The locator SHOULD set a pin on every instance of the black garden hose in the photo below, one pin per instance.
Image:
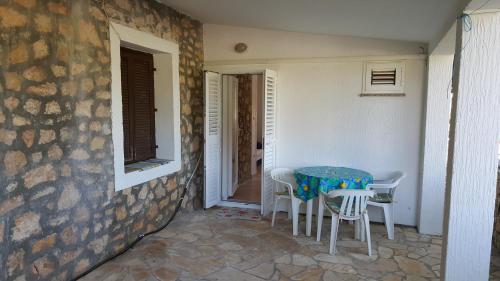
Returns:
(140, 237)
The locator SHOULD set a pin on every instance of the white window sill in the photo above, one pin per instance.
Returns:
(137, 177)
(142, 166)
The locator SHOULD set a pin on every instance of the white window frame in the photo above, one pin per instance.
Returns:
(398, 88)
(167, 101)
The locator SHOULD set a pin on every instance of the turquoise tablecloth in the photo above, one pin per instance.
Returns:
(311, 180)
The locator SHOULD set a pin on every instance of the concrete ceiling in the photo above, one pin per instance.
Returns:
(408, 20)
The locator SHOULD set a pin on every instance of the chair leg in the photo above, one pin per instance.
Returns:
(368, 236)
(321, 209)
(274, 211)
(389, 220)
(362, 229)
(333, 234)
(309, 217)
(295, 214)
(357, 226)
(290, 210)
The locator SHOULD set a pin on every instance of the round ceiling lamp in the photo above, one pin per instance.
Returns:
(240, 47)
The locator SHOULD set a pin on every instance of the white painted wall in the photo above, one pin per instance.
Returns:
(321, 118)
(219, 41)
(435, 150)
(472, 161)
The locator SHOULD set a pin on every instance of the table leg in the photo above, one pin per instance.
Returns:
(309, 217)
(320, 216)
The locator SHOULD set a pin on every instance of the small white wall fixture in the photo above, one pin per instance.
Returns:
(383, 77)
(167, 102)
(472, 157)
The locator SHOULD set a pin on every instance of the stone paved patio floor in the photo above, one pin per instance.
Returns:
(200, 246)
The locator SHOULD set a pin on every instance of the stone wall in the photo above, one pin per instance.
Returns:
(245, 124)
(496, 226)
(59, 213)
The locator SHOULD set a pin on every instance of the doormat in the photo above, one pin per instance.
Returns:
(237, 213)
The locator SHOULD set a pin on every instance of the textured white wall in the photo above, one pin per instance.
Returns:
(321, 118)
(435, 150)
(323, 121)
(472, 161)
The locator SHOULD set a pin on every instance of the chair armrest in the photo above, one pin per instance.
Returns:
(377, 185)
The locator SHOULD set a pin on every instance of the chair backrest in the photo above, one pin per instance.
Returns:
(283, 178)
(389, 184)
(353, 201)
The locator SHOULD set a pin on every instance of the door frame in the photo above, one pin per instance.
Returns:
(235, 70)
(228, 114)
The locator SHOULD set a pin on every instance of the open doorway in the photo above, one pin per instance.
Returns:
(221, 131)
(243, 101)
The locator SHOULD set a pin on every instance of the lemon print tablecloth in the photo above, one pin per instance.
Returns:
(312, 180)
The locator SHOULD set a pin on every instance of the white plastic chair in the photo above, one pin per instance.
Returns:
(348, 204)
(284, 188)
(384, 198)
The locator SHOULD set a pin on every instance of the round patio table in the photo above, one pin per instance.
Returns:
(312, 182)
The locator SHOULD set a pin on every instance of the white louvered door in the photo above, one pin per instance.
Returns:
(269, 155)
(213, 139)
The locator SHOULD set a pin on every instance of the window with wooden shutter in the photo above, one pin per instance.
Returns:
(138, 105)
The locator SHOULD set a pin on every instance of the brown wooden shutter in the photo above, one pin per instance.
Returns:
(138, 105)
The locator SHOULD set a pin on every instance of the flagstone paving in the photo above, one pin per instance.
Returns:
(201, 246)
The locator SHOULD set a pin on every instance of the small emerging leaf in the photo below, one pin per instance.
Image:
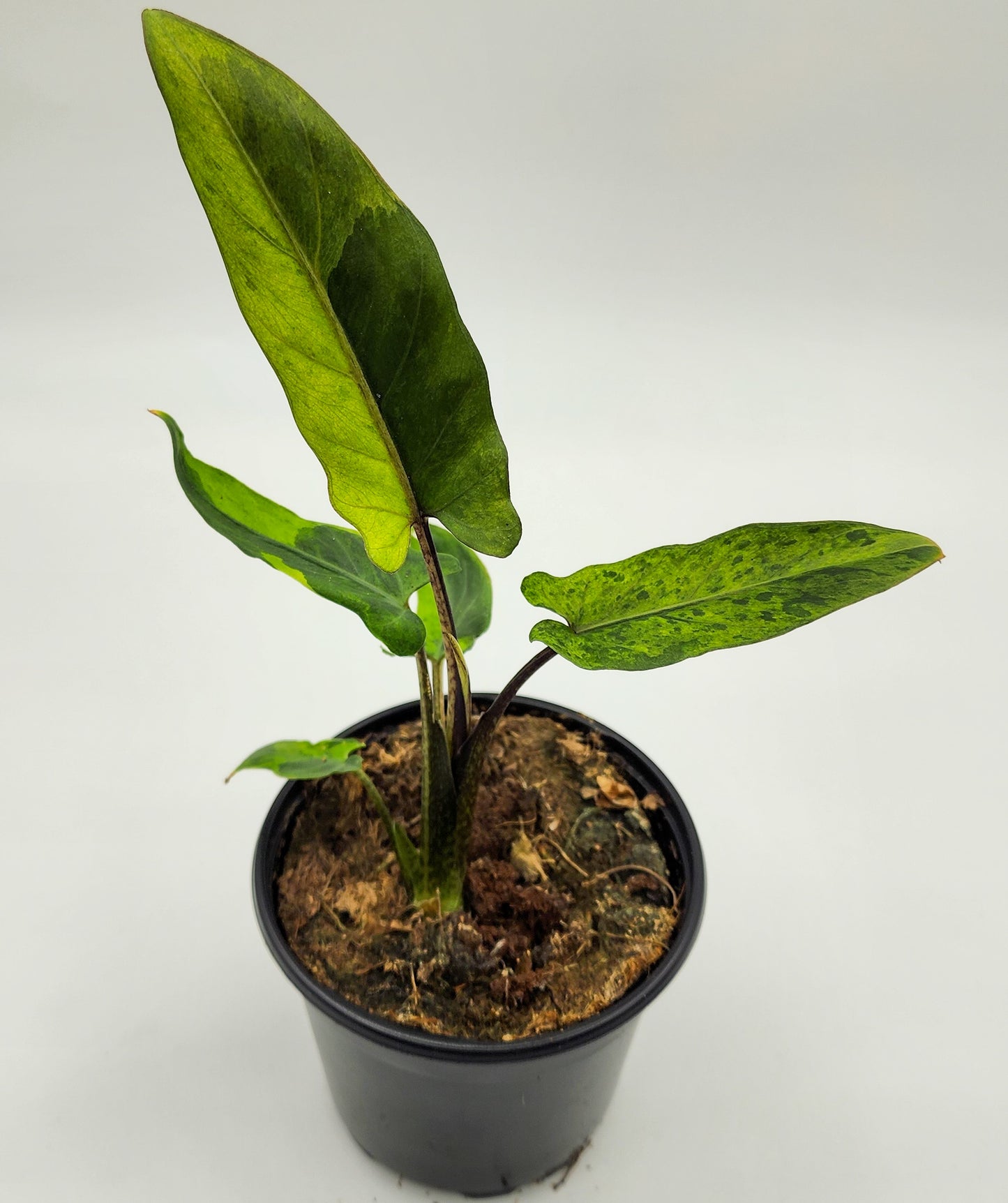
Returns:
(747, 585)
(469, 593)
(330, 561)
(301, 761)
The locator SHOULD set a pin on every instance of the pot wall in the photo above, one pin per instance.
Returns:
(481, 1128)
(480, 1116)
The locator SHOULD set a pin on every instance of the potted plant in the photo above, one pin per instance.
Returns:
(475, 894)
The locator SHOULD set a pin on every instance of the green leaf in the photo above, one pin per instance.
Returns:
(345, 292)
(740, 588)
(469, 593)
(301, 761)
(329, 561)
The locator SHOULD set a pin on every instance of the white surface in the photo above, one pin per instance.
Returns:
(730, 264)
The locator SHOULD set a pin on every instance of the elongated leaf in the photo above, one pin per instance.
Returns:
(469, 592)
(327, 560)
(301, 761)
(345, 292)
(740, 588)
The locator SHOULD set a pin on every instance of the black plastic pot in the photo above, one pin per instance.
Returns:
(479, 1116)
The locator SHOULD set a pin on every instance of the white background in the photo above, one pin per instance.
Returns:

★ ★ ★

**WORK INSTRUCTIONS**. In the copy, include all records verbatim but no images.

**TASK RESULT**.
The locator SHOULD set a pin on every instance of the black garden hose in the photo below, one pin per instance.
Image:
Returns:
(140, 237)
The locator SHOULD set a pin on every instance of the white window sill in the photo above, one pin per instance.
Returns:
(137, 177)
(142, 166)
The locator SHOULD set a pin on every instance of the white window frame in the photo above, one pin per instance.
Returns:
(398, 88)
(167, 101)
The locator SHOULD set a pin on every instance of the turquoise tablecloth in the photo above, one pin per instance.
Returns:
(311, 180)
The locator SHOULD set a pin on every instance of the concrete ceiling in the photo above, one pin per instance.
Returns:
(408, 20)
The locator SHOULD set a pin on every instance of the chair leg in the photo above, one pin per instance.
Returns:
(368, 236)
(321, 209)
(274, 211)
(389, 220)
(362, 229)
(333, 234)
(309, 217)
(295, 214)
(357, 226)
(290, 210)
The locator SHOULD set a pin on every instance of the round ceiling lamp in the photo above, one pin per instance.
Returns:
(240, 47)
The locator SHOULD set a pin on every instance of the white painted wall in the photo above, one pin per instance.
Returns:
(321, 118)
(219, 41)
(435, 150)
(472, 161)
The locator SHOULD set a pin on every instance of the table leg in the photo above, one pin per instance.
Returns:
(309, 217)
(320, 216)
The locator SHOULD set a pin on every instance of the small white wall fixture in the photo above, one pin per instance.
Returns:
(383, 77)
(167, 102)
(472, 157)
The locator SHOULD set a pin on every instance of the stone paved patio floor in the photo above, one pin per instance.
Returns:
(200, 246)
The locator SHOULD set a pin on every instance of the stone wall in the photo above, one pin per instance.
Returns:
(245, 124)
(496, 226)
(59, 213)
The locator SHOULD set a pin on every instance of the doormat in the photo above, one pin per instance.
Returns:
(237, 213)
The locator SHOULD set a pin on every instance of the textured white wall in the photo above, one pin per instance.
Returns:
(321, 118)
(435, 150)
(323, 121)
(472, 161)
The locator SHOULD set a pin on every instance of the chair armrest in the photo above, one pin per instance.
Returns:
(377, 185)
The locator SHOULD set a pin on every instance of the chair backrest in the photo above, one pin per instance.
Returns:
(283, 178)
(389, 184)
(353, 201)
The locator SHOULD set a pin on every instance of the door frame in the photo above, one pin per instance.
Returns:
(235, 70)
(228, 114)
The locator SHOULD set a pin on every instance of the open doorway in the photo above, one pin per instance.
Returns:
(221, 131)
(243, 101)
The locator SHOULD set a pin on every instance of the lemon print tablecloth in the photo above, one pin per instance.
Returns:
(312, 180)
The locator SHOULD set a pin on every instance of the white plastic chair in the photo above, one pin per instance.
Returns:
(348, 204)
(284, 188)
(384, 198)
The locator SHOULD set a pin on every instance of the round patio table in the photo above, one pin per instance.
Returns:
(312, 182)
The locator SHOULD set a pin on every instance of the white louvered door in the photo above, one pin per instance.
Returns:
(269, 155)
(213, 139)
The locator SHOULD set a pin on every instance of the window with wooden shutter in the photo above, one pin per instance.
Returns:
(138, 105)
The locator SHOULD set a pin on every instance of the brown wooden shutter in the photo above, one pin per instance.
Returns:
(138, 105)
The locator SHOULD set a pin on every instance of the flagstone paving in the photo above, one pin per instance.
Returns:
(201, 246)
The locator SHOULD set a pin on every instance of the small emerging leaf in the photo below, one pin per instance.
Image:
Returns:
(747, 585)
(469, 593)
(330, 561)
(301, 761)
The locator SHOULD set a pin on every instance of the pot wall in the photo above, one pin per instance.
Returns:
(481, 1128)
(480, 1116)
The locator SHOULD set a pin on every instance of the potted plant in the photo above, one pin per instance.
Returns:
(475, 894)
The locator SHOULD set a pin on every instance of the green leaf in the photo above, one pin per instance.
Returns:
(345, 292)
(740, 588)
(469, 593)
(301, 761)
(329, 561)
The locator SHOULD set a pin on every instance of the white surface in the photo above, one pin per instance.
Returns:
(730, 264)
The locator SHOULD set a pin on every instance of the elongated leaf in the photo above, one pin per instance.
Returns:
(469, 592)
(327, 560)
(301, 761)
(345, 292)
(740, 588)
The locator SHOULD set a pin on every instance of the black plastic pot in the photo above, one pin per instance.
Returns:
(479, 1116)
The locator SHOULD set a pin on every instance of the white background in the photo above, one pin per instance.
Returns:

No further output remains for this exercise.